» INSTRUCCIONES DE TRABAJO
A. Reproduce literalmente el fragmento del pasaje sobre Dublín que empieza en las palabras "Parece imposible que" y termina después de "sociales del Ayuntamiento.".
B. Contesta, según el pasaje sobre Dublín, estas preguntas:
(i) ¿Qué muestra la colección de fotografías de la vivienda del pintor?
(ii) ¿Quiénes construyeron Fishamble Street?
(iii) ¿Cuántos años trabajó Jonathan Swift en la catedral de San Patricio?

» TEXTO FUENTE
########

Parece imposible que el pintor pudiera desenvolverse en el caos en el seno del cual trabajaba, pero una colección de fotografías de su vivienda en el edificio donde tenía el estudio nos habla bien a las claras del austero modo de vida del artista, unas dependencias que, actualmente, hasta rechazarían algunos sin techo si se las facilitaran los servicios sociales del Ayuntamiento. 

        En el avión leí una sucinta guía de Dublín de la que subrayé todo aquello que debíamos ver, aunque nuestra especialidad turística es patearnos la ciudad para que nos salgan al azar los sitios que nos llaman la atención. Es cierto que guiar guía bien una guía que te ahorra tiempo, pero la satisfacción de ir descubriendo en el acto de visitar tiene también sus encantos. Christ Church, que hallamos cerrada a los visitantes, nos permitió saber, sin embargo que Handel estrenó El Mesías en ese recinto y, en la calle, por un numeroso coro, para celebrar la antigüedad de la primera calle dublinesa Fishamble Street, construida por los vikingos para unir el río con el mercado. Pero nuestro objetivo no era esa catedral, sino la de San Patricio, donde trabajó más de 30 años el otro escritor dublinés cuya fama debería de preceder a la del mismísimo Joyce, Jonathan Swift.

########

» REGISTROS DE DATOS
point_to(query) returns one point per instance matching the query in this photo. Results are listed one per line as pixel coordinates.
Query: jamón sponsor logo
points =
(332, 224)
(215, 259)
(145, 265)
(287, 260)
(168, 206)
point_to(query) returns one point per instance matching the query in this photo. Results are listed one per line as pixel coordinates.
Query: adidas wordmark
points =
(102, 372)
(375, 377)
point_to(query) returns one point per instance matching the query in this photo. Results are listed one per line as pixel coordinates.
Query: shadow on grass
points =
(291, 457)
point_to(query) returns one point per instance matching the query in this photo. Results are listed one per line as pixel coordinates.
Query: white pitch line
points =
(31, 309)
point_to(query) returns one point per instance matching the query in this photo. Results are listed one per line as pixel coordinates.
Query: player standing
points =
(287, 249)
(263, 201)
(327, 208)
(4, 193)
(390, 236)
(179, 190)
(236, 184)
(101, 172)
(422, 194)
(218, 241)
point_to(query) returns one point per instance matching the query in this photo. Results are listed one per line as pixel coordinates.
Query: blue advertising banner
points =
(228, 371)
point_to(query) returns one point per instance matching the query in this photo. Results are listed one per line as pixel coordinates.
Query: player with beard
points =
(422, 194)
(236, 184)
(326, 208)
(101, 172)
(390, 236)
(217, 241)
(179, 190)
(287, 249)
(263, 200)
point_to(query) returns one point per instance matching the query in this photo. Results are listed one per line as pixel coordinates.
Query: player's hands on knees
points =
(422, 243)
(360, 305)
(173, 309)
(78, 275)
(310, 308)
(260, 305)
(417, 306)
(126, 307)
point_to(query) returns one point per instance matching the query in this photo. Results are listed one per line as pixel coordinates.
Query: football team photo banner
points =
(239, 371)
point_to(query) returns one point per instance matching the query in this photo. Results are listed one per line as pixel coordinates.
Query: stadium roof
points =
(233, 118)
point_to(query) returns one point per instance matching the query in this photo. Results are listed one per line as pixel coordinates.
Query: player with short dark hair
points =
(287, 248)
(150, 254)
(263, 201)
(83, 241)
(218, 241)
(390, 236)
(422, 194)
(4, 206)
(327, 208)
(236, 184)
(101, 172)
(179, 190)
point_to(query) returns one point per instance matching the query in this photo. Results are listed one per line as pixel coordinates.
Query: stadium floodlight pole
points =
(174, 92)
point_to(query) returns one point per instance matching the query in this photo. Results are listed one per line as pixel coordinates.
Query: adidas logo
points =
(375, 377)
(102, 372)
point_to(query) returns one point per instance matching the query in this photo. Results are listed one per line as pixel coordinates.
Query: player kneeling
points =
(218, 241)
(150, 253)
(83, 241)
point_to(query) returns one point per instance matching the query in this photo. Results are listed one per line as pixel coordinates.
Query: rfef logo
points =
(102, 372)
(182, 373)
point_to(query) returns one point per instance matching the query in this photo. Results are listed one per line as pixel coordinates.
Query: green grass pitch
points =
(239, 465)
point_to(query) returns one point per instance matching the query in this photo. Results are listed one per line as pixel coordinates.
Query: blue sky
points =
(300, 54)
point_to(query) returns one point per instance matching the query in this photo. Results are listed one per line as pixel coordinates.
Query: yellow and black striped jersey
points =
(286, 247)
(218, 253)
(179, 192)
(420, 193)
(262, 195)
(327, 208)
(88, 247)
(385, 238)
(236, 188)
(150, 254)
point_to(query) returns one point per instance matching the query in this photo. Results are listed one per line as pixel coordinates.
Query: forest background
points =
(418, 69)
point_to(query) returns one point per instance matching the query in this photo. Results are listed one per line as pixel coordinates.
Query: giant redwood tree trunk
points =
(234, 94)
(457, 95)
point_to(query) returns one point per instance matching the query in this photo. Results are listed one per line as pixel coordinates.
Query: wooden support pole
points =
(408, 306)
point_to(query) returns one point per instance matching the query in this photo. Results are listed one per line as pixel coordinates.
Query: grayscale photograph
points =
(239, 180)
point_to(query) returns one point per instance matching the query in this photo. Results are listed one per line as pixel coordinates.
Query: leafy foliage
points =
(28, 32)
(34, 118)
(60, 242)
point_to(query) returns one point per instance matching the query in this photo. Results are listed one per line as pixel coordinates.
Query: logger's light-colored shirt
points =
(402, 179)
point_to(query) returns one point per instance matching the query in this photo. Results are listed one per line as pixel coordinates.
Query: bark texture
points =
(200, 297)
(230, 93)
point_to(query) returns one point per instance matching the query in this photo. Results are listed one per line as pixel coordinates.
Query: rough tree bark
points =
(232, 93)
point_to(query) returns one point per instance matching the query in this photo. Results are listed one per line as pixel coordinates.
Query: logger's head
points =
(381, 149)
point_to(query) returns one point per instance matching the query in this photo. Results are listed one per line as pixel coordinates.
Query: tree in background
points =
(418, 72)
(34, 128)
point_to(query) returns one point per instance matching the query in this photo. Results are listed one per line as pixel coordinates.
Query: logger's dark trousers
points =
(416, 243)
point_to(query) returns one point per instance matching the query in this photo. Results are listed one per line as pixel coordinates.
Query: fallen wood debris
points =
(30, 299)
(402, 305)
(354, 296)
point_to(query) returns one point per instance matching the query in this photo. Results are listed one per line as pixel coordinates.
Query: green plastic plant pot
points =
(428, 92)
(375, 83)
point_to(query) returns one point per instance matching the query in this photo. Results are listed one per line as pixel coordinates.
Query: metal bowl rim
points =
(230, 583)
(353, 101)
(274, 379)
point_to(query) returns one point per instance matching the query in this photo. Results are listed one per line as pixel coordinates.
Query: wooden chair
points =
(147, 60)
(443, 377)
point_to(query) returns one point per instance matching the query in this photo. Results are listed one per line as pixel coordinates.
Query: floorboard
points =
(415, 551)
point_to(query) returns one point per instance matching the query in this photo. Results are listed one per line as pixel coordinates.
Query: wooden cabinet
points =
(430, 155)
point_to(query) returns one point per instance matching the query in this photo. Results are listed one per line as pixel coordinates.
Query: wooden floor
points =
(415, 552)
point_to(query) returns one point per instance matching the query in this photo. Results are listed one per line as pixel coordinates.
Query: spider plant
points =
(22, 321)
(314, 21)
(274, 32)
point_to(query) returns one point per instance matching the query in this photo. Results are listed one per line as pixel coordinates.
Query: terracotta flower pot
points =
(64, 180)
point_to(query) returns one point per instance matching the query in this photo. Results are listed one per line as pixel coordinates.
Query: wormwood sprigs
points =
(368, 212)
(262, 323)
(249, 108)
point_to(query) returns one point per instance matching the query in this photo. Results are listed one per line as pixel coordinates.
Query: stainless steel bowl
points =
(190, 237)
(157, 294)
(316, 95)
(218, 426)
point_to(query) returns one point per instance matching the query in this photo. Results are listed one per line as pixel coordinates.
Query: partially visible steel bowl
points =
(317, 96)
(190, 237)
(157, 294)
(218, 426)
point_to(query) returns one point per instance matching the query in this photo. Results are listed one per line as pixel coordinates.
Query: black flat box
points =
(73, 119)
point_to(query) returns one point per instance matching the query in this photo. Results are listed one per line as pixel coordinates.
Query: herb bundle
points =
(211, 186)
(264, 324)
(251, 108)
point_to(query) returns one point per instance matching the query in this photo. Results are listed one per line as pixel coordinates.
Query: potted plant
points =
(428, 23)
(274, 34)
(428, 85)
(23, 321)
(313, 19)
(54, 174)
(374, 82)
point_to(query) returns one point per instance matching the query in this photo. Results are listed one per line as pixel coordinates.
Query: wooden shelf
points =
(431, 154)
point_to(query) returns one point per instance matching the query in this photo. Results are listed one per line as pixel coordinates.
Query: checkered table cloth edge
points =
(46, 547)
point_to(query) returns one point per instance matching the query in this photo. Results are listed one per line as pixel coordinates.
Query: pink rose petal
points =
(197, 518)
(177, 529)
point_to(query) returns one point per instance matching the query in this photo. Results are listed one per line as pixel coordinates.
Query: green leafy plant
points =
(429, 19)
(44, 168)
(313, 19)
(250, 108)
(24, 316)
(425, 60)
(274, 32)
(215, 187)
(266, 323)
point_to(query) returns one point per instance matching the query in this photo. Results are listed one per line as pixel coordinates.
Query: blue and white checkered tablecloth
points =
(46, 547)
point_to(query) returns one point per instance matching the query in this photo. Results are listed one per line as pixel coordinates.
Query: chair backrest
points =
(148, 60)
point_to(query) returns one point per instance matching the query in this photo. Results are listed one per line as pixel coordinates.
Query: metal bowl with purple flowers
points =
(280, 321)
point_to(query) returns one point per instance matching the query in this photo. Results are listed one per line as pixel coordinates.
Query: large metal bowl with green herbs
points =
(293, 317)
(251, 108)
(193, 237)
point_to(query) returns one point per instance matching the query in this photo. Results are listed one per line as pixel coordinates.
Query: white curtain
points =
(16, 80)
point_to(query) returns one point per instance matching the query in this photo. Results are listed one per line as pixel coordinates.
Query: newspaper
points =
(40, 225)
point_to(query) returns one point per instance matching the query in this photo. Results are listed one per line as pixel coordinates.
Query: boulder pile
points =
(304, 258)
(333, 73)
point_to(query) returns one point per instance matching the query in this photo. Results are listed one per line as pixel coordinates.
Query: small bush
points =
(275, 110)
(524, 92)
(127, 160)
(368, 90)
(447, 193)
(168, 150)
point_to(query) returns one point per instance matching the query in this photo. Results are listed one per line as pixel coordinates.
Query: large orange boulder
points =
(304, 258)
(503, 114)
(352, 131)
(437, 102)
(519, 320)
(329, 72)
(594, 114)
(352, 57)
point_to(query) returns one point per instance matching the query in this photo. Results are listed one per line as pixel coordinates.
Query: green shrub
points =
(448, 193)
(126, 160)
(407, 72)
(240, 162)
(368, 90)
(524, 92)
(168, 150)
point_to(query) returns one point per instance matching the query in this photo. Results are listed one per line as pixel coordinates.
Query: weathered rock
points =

########

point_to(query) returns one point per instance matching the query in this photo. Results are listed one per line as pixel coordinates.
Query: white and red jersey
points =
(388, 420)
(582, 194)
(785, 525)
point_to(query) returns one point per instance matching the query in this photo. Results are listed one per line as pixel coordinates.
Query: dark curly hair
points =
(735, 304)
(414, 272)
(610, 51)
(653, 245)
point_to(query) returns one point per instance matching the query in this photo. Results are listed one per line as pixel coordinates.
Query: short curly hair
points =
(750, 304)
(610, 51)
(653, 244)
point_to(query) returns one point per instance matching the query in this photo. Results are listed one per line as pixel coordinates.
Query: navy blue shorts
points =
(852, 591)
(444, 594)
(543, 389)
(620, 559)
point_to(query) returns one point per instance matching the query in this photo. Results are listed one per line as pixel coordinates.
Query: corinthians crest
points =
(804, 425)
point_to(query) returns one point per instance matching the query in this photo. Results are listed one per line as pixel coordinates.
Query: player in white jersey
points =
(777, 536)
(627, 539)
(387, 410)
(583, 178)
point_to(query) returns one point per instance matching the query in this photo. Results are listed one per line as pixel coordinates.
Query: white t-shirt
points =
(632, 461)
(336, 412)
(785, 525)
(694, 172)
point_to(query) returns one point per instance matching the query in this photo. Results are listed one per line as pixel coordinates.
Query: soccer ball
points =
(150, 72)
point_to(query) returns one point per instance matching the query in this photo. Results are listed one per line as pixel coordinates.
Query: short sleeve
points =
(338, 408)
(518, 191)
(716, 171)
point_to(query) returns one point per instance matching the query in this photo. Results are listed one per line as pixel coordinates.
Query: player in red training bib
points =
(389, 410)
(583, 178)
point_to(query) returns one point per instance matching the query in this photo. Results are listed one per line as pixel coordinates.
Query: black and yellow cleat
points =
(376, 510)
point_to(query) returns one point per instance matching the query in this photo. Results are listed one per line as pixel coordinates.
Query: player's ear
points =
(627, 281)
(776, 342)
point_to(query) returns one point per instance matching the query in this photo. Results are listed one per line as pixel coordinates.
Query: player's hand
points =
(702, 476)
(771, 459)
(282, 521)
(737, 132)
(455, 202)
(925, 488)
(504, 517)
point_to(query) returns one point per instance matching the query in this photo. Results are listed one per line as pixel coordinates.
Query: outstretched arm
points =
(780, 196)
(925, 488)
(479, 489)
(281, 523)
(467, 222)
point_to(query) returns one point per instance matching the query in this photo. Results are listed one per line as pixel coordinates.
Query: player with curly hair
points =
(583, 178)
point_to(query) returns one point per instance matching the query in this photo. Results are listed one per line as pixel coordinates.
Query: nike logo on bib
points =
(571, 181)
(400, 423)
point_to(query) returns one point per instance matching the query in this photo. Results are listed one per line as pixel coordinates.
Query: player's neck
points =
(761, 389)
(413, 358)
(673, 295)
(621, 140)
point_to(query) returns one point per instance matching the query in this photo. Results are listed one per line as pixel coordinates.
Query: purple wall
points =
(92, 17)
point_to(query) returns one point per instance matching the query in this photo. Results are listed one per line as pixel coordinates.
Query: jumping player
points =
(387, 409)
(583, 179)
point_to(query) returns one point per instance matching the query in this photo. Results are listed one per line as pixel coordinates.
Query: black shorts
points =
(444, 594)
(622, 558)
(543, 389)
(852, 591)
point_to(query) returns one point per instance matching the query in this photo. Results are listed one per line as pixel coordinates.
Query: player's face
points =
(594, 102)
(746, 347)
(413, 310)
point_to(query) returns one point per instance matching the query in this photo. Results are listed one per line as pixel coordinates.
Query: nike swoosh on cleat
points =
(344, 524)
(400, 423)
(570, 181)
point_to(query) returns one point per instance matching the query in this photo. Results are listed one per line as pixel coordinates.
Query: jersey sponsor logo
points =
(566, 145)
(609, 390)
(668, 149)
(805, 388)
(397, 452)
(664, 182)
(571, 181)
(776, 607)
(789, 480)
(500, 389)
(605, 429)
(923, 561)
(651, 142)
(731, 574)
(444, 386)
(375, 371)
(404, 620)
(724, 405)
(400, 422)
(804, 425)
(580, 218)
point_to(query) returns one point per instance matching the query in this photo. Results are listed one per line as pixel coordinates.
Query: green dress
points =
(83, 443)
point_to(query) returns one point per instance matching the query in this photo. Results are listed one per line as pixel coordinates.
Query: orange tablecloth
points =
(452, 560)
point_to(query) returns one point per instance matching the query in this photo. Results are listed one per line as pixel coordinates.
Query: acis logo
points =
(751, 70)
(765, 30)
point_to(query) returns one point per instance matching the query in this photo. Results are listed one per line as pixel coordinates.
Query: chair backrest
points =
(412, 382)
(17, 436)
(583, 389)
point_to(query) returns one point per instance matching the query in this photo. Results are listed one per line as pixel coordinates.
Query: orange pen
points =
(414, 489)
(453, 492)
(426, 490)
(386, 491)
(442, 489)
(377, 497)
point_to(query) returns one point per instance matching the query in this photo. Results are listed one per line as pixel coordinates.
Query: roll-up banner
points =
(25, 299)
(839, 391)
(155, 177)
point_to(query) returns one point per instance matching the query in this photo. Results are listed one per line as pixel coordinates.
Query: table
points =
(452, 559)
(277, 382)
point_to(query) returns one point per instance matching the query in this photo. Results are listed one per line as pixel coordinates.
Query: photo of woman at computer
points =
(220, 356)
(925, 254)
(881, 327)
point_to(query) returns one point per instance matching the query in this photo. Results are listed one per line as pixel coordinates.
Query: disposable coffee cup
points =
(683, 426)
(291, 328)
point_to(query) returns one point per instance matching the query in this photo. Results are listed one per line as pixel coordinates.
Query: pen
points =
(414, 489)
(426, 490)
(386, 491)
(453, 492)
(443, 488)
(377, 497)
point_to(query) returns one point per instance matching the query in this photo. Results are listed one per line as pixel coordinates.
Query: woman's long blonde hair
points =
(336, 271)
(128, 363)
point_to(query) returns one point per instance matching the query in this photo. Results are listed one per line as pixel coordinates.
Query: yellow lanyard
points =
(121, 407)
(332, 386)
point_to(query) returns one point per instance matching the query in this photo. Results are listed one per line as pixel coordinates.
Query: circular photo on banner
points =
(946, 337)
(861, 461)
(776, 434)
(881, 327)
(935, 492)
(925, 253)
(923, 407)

########

» RESPUESTAS FINALES
A.
Parece imposible que el pintor pudiera desenvolverse en el caos en el seno del cual trabajaba, pero una colección de fotografías de su vivienda en el edificio donde tenía el estudio nos habla bien a las claras del austero modo de vida del artista, unas dependencias que, actualmente, hasta rechazarían algunos sin techo si se las facilitaran los servicios sociales del Ayuntamiento.

B.
(i) El austero modo de vida del artista.
(ii) Los vikingos.
(iii) Más de 30 años.